[DATASET CONTENT — start]

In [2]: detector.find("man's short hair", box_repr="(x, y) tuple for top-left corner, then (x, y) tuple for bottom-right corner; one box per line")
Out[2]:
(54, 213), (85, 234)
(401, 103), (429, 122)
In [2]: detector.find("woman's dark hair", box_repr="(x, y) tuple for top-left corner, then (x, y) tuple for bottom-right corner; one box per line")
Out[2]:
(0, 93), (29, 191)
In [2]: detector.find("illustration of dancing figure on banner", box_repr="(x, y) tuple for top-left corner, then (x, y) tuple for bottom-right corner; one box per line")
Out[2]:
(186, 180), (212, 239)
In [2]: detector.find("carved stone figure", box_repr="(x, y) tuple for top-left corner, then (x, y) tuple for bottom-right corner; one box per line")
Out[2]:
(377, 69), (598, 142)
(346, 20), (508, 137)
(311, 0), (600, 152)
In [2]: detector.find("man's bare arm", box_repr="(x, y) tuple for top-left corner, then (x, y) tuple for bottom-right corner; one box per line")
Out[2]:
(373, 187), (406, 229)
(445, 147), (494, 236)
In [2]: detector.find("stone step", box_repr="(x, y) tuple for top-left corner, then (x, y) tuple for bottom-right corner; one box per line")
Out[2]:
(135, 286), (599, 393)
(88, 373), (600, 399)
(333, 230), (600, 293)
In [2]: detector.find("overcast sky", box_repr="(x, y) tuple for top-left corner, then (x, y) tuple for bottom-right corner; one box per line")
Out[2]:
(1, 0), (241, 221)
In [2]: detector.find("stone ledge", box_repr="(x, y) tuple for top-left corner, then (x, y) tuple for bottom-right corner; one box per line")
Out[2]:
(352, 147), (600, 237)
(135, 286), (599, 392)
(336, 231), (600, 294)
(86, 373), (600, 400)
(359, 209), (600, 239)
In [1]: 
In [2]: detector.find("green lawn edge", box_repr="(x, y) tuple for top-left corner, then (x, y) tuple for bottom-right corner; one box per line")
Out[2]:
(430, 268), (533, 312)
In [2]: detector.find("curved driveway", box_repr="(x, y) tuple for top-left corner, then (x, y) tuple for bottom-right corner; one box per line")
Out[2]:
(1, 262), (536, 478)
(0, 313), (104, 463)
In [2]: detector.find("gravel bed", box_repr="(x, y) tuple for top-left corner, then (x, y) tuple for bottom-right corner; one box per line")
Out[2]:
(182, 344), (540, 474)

[DATASET CONTENT — finish]

PROBLEM DETAILS:
What is the number of lines in the entries that include the string "figure"? Reply with that number alone.

RESULT:
2